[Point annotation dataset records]
# # # # #
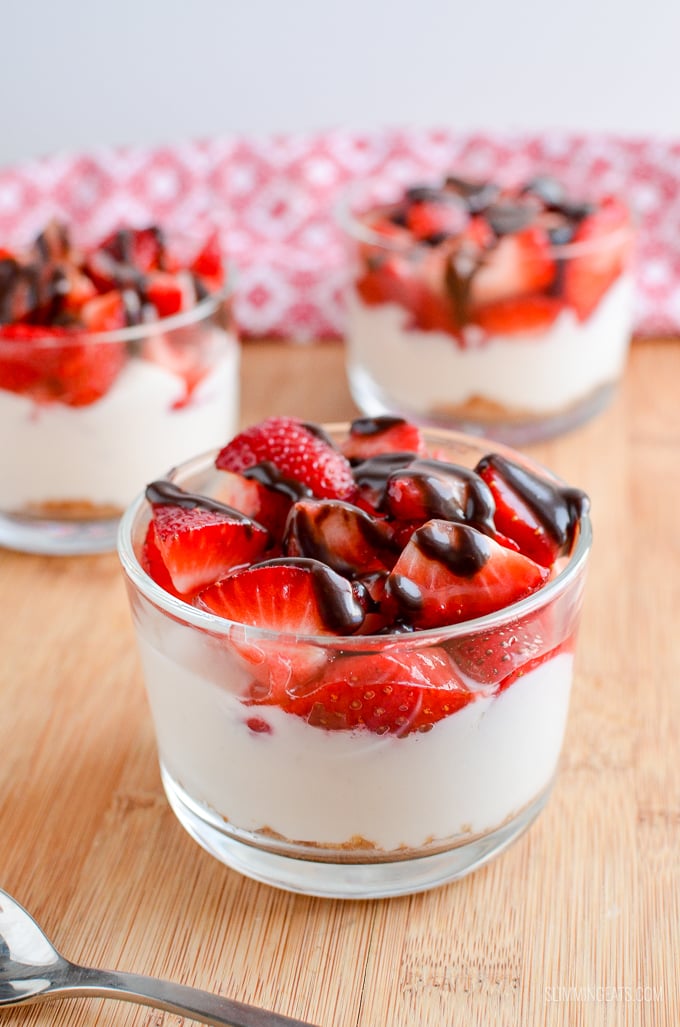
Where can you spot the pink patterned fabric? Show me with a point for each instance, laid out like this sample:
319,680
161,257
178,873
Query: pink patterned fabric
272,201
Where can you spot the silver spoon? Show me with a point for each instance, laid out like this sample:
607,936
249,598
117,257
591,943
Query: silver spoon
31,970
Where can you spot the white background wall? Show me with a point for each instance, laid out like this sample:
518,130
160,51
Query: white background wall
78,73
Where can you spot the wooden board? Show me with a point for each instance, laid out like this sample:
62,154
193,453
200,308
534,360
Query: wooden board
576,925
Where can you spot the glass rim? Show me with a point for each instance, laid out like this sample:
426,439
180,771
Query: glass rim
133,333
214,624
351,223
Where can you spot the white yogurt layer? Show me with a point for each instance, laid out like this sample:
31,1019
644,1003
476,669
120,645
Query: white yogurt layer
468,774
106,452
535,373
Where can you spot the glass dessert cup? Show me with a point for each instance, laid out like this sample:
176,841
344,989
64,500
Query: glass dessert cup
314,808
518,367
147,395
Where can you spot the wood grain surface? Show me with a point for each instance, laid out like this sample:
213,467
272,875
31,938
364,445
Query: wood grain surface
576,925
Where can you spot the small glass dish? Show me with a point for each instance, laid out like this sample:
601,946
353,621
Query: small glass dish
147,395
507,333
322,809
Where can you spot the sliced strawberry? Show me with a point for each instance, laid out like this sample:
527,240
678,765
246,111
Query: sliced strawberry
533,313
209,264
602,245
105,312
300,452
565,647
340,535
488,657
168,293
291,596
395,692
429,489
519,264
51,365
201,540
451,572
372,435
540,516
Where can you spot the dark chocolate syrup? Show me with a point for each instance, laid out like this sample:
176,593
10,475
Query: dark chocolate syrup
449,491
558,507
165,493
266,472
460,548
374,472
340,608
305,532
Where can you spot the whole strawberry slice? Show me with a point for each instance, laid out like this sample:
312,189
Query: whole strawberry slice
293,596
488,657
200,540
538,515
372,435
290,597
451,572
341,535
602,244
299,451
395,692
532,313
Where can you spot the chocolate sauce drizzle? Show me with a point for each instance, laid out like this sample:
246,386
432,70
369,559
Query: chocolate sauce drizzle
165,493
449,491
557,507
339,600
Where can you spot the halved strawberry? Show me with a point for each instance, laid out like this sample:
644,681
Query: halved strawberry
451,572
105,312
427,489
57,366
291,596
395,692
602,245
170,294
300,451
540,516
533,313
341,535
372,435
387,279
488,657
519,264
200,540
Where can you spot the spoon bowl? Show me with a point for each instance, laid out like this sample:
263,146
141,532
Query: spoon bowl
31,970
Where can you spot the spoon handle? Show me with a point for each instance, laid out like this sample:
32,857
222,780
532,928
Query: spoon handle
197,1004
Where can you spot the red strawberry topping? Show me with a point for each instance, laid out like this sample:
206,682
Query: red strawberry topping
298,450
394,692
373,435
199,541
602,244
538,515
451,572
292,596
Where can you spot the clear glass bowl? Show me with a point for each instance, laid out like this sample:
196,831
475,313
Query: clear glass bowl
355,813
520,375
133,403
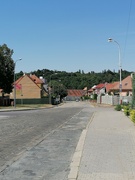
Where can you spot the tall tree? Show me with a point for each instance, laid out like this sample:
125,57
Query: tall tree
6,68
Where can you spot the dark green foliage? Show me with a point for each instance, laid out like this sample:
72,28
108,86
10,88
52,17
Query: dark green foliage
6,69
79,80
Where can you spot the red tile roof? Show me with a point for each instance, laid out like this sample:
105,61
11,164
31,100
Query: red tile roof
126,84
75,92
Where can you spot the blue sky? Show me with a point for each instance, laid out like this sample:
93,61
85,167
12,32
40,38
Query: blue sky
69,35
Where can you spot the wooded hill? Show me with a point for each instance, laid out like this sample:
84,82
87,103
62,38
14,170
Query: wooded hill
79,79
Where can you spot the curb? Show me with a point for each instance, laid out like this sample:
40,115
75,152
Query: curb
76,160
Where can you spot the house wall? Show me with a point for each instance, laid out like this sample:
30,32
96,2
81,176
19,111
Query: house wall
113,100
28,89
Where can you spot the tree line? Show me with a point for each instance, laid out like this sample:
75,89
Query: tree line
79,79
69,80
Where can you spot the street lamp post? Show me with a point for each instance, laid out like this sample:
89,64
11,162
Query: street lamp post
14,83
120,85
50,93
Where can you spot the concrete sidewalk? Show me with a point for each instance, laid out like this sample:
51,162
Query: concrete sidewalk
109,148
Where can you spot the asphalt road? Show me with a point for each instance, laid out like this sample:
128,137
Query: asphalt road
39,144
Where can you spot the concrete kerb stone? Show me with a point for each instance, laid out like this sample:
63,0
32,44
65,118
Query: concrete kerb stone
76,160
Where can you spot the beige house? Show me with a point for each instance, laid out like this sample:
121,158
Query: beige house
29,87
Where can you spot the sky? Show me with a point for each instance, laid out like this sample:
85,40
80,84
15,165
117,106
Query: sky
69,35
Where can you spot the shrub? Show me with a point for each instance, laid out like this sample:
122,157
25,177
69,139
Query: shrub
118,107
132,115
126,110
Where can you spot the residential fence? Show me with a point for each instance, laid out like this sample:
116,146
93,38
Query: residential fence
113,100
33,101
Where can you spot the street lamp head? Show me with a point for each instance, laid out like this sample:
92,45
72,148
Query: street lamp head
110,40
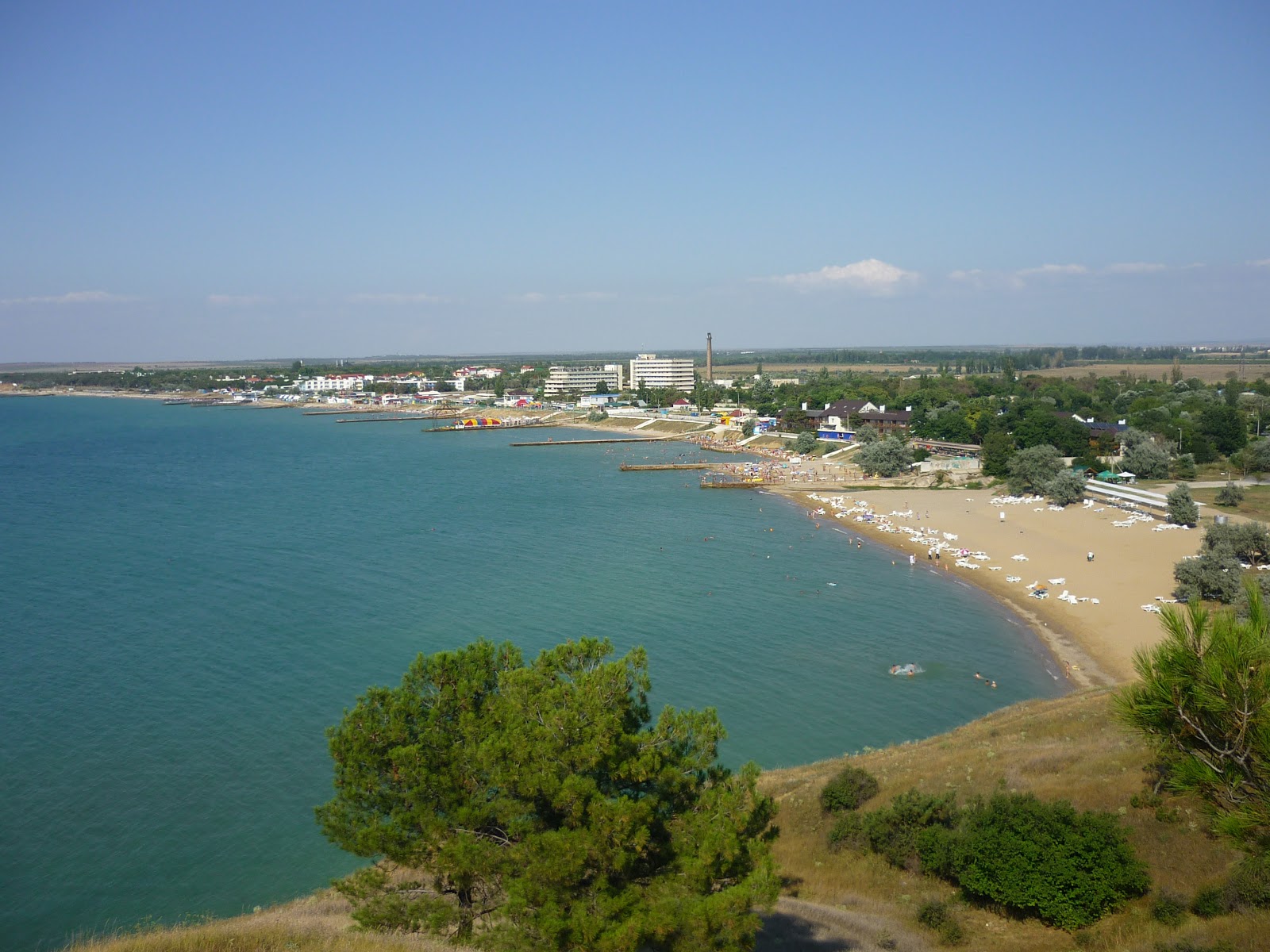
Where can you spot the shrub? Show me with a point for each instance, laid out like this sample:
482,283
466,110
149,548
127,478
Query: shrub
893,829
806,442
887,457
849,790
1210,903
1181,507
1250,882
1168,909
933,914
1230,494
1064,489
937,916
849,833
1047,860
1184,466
# # # # #
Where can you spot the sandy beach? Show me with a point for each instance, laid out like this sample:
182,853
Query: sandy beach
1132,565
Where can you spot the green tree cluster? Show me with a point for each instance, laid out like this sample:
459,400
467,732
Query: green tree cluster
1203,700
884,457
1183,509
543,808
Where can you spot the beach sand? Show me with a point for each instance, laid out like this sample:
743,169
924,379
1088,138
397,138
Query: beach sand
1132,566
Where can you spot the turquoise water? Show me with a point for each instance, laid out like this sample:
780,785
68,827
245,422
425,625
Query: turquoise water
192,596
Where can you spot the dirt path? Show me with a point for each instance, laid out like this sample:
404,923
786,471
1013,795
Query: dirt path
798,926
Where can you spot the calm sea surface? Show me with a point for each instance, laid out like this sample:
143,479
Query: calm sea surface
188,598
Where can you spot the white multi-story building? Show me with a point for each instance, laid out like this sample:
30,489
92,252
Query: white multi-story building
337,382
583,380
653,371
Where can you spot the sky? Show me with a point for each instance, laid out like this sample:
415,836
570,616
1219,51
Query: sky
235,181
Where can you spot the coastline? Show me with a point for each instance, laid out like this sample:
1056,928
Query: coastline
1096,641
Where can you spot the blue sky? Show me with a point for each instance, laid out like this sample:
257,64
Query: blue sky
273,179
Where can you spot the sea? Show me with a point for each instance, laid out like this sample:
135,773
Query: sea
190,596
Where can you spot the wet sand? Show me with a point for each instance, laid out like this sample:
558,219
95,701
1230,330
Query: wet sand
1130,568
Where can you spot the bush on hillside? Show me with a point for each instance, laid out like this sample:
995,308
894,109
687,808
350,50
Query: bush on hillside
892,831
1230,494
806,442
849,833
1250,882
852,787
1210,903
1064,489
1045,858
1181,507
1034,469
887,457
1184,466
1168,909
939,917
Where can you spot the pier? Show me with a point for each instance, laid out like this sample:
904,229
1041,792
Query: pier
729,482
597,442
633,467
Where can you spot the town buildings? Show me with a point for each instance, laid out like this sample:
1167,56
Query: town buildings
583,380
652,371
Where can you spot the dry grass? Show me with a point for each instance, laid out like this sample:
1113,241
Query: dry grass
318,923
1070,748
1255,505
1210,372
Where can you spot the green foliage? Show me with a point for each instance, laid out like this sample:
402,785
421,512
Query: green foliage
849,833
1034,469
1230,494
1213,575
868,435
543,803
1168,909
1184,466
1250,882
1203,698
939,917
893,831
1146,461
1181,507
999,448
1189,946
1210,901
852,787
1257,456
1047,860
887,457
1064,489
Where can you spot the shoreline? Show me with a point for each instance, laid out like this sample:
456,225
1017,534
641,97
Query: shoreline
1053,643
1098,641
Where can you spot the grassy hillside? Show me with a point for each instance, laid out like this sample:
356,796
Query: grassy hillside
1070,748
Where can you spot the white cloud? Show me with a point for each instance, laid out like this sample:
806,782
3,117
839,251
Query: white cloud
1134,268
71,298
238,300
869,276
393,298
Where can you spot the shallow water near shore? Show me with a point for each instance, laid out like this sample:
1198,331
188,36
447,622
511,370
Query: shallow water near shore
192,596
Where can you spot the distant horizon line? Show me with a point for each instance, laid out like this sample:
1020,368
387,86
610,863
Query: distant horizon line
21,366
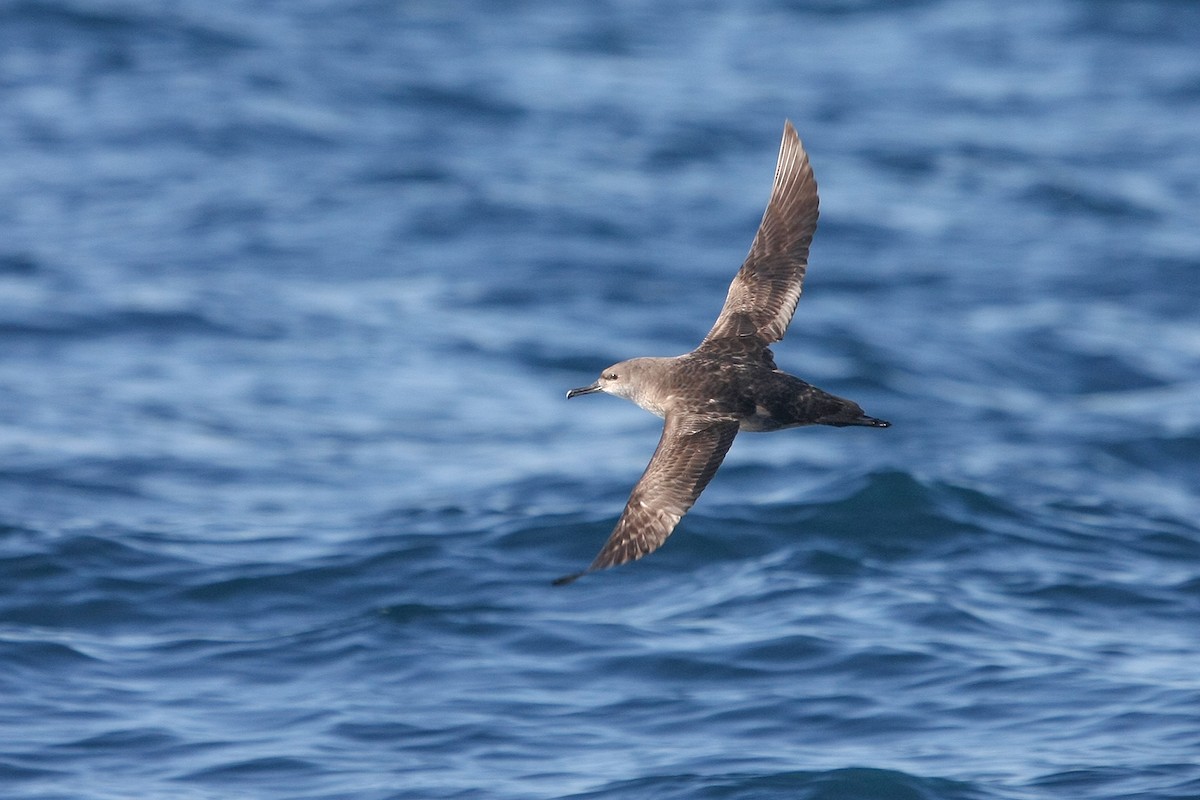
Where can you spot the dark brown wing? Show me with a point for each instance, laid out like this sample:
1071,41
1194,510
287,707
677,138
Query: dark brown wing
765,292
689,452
# # # # #
Gather every line in the records above that contains the word "pier", and copy each of those lines in full.

Where can you spot the pier? Show me with a point for each instance, laid out like this sample:
Query: pier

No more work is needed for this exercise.